>> Start

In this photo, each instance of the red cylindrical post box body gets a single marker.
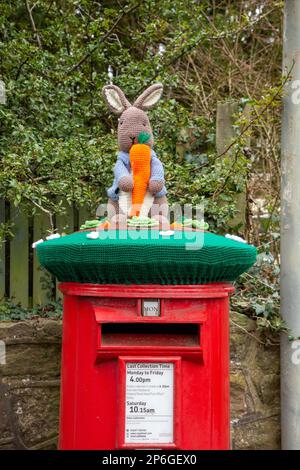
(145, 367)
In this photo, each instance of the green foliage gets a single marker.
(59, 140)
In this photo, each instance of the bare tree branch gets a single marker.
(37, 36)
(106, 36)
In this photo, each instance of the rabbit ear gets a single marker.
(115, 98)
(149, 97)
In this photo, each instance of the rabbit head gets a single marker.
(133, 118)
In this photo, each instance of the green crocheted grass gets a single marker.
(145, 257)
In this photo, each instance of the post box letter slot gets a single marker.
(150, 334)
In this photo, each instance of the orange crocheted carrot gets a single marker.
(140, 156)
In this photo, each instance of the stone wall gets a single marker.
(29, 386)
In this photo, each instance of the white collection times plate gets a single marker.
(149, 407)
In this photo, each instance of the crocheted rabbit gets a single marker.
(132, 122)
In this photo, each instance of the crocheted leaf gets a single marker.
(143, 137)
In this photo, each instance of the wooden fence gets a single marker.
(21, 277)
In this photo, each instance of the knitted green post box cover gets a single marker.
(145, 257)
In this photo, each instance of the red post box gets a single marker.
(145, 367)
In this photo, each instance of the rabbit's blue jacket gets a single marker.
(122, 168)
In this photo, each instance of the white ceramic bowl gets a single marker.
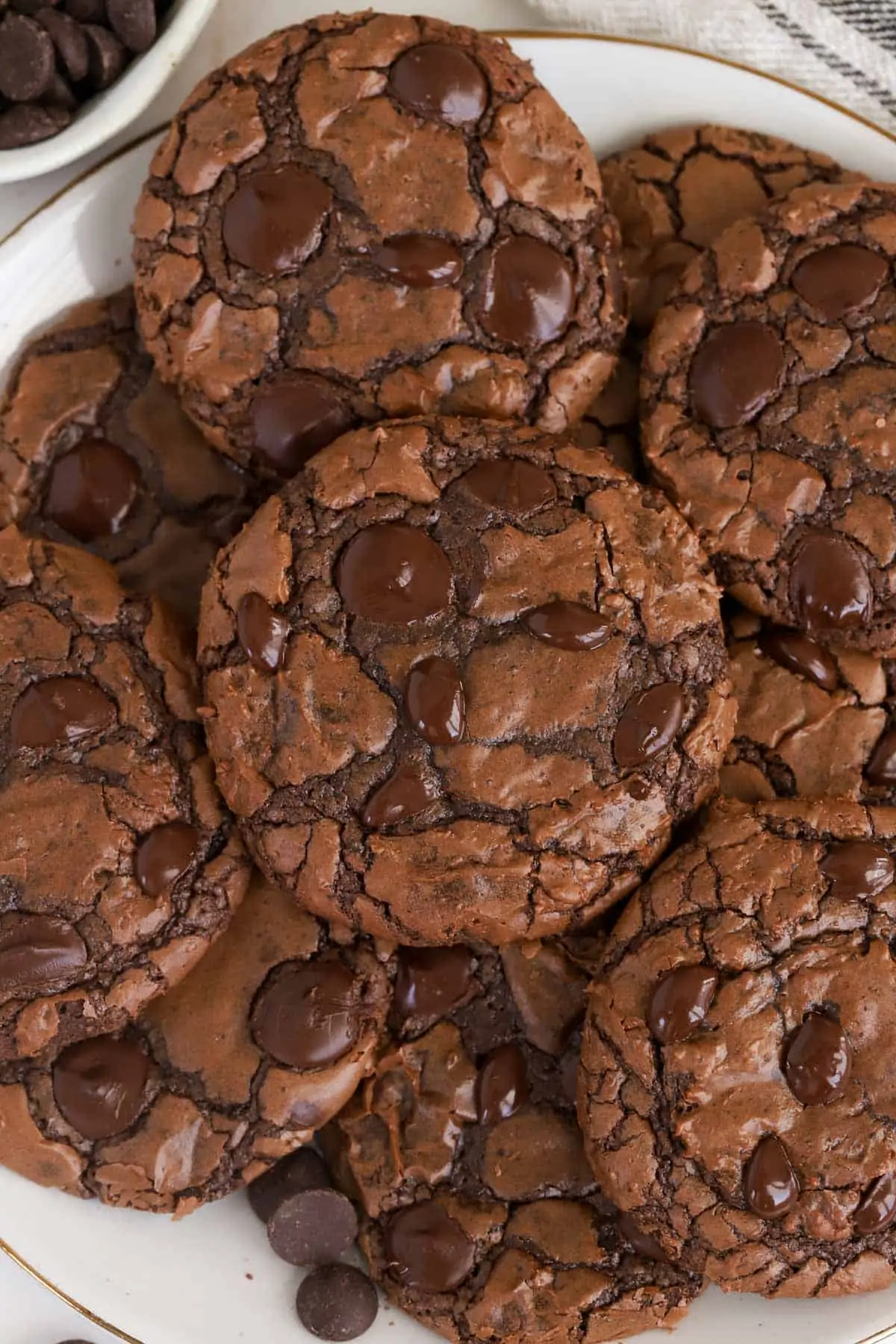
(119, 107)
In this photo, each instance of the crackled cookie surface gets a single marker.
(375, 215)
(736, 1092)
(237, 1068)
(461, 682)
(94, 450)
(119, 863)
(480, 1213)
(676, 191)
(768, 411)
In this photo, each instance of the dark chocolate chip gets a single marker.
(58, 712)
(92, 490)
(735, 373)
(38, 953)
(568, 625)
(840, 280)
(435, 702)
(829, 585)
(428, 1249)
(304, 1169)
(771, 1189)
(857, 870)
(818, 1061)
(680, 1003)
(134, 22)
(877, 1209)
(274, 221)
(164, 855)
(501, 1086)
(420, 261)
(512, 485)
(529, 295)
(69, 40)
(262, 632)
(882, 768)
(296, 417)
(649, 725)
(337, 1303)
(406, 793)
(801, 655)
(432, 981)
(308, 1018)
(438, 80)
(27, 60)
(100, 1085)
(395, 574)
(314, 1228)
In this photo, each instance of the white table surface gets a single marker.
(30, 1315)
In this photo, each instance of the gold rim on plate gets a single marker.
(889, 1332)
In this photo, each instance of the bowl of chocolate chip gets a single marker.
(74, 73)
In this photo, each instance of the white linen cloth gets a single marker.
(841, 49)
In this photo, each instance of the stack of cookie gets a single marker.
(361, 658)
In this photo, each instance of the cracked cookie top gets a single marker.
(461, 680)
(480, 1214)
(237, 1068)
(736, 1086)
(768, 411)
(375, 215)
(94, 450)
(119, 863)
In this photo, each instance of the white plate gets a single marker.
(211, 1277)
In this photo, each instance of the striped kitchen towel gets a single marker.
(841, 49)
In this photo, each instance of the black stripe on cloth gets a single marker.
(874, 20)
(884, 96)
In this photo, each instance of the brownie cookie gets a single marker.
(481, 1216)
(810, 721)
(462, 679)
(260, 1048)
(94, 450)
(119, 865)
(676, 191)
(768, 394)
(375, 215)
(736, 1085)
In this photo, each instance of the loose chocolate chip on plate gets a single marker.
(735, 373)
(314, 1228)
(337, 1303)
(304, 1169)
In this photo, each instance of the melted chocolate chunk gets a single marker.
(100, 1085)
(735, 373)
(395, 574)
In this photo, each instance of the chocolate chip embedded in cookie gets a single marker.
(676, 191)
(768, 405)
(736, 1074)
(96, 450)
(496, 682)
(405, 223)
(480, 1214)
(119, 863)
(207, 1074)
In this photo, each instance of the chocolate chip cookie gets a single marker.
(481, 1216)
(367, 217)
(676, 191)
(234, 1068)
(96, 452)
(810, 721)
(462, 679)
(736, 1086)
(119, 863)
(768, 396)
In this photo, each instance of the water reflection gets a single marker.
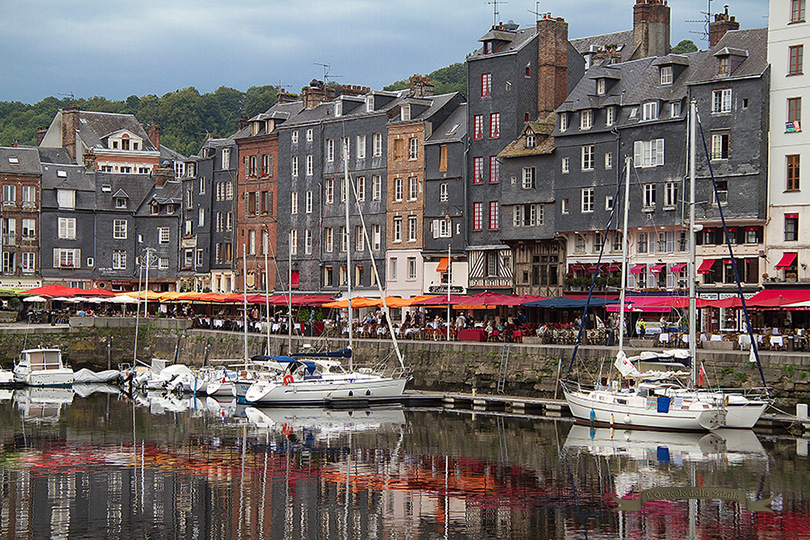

>> End

__Exercise goal__. Rewrite all the entries with "marker" changed to "dot" and everything else kept the same. Leave out the pictures.

__Answer below__.
In this photo, each instance of the red cylindrical post box body gets a single dot.
(145, 367)
In this photo, each instance of the green foliage gets a single dot.
(59, 140)
In this photo, each instance of the bare tree branch gets a single dot.
(37, 36)
(106, 36)
In this photo, each instance of the rabbit ear gets a single dot.
(115, 98)
(149, 97)
In this photo, each instance of the rabbit head gets a single dot.
(133, 118)
In this photo, each instance of the green crocheted grass gets a single dot.
(145, 257)
In this photo, each instance of the post box letter slot gets a single dot.
(150, 334)
In this photo, each instance of the orange crocheted carrot gets a single dot.
(140, 156)
In this photo, each instance of the stone wall gets a single dot.
(29, 386)
In this photo, each instance of the white collection times plate gets a single dot.
(149, 407)
In this photo, each instance of the crocheted rabbit gets a single dot.
(132, 122)
In this photo, each instance of the crocheted leaf gets a single dot.
(143, 137)
In this photo, each instance of the wooden fence gets a single dot.
(21, 277)
In this photo, each instance of the knitted green post box cover gets a single dot.
(145, 257)
In this photo, each instance of the red post box gets a single dot.
(145, 367)
In this photo, each instance of the rabbit's blue jacket gets a single dot.
(122, 168)
In this photo, each instance of the white ceramic bowl gets a single dot.
(119, 107)
In this photo, each instance of the crackled cookie surface gets a single dot.
(375, 215)
(736, 1092)
(237, 1068)
(461, 682)
(94, 450)
(119, 863)
(480, 1213)
(676, 191)
(768, 411)
In this photo, each instance of the dark chocolate chip gets a single dot.
(58, 712)
(92, 490)
(735, 373)
(38, 953)
(568, 625)
(840, 280)
(435, 702)
(829, 585)
(428, 1249)
(304, 1169)
(771, 1189)
(857, 870)
(818, 1061)
(680, 1003)
(134, 22)
(877, 1209)
(274, 221)
(164, 855)
(501, 1086)
(420, 261)
(512, 485)
(529, 295)
(69, 40)
(262, 632)
(882, 768)
(296, 417)
(649, 725)
(337, 1303)
(406, 793)
(801, 655)
(432, 981)
(308, 1018)
(438, 80)
(27, 60)
(100, 1085)
(395, 574)
(314, 1228)
In this photo, each instance of the white table surface gets a single dot.
(30, 1315)
In this photo, each instance of the gold rim on plate gets a single dot.
(889, 1332)
In this photo, each instance of the bowl of chocolate chip gets a single dot.
(74, 73)
In this photo, each instance of the white linen cloth gets a single dot.
(841, 49)
In this photo, each instance of the stack of cookie gets a single dot.
(361, 658)
In this photo, each instance of the cracked cookie top gets a single dot.
(461, 680)
(480, 1214)
(237, 1068)
(736, 1086)
(768, 411)
(375, 215)
(94, 450)
(119, 863)
In this photo, each instance of the white plate gets a single dot.
(211, 1277)
In this photo, each instance of the striped kitchen towel gets a single dot.
(841, 49)
In this photo, each instance of the black stripe on cloth gets a single dot.
(874, 20)
(884, 96)
In this photo, each instance of the brownie cookie gets a single dot.
(481, 1216)
(810, 721)
(462, 679)
(260, 1048)
(94, 450)
(119, 865)
(676, 191)
(768, 394)
(375, 215)
(736, 1085)
In this photo, each instance of the loose chocolate chip on plate gets a single dot.
(735, 373)
(314, 1228)
(337, 1303)
(304, 1169)
In this photo, each instance of the melted chocolate chunk gets a single dot.
(100, 1085)
(735, 373)
(395, 574)
In this photo, each instance of the chocolate chip embedded in cookie gets a single dot.
(676, 191)
(768, 405)
(736, 1074)
(96, 450)
(496, 682)
(405, 223)
(480, 1214)
(119, 863)
(207, 1074)
In this photo, each instance of the chocolate chip cookie gets a single dot.
(481, 1216)
(367, 217)
(676, 191)
(234, 1068)
(96, 452)
(810, 721)
(462, 679)
(736, 1086)
(119, 863)
(768, 396)
In this photo, each instance of the water reflection gets a single dot.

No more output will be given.